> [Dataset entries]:
────────────────

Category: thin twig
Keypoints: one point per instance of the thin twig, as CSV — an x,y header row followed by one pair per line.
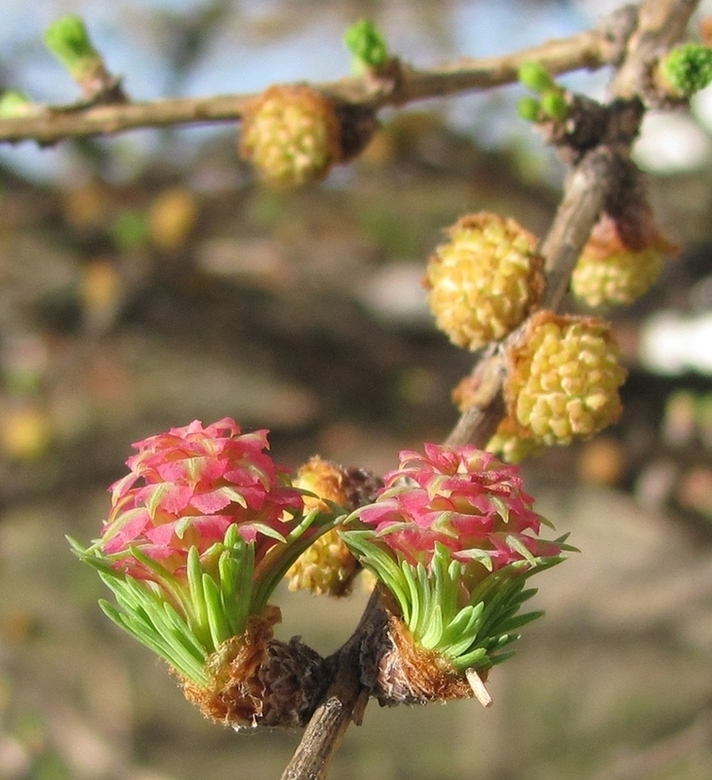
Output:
x,y
344,702
591,49
595,175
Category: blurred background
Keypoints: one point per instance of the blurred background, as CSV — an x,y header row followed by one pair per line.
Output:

────────────────

> [Task prompt]: Every line of the data is to be transcribed exactly, and no picture is to be included.

> [Answer space]:
Category: thin twig
Keypoints: one point per instance of the thin twig, as CSV — an x,y header row followed by one pair per line.
Output:
x,y
344,702
591,49
595,175
Category: blurred background
Keypoints: one point per instance of the blurred background, as CSV — an x,y header row followed by one pair per line.
Output:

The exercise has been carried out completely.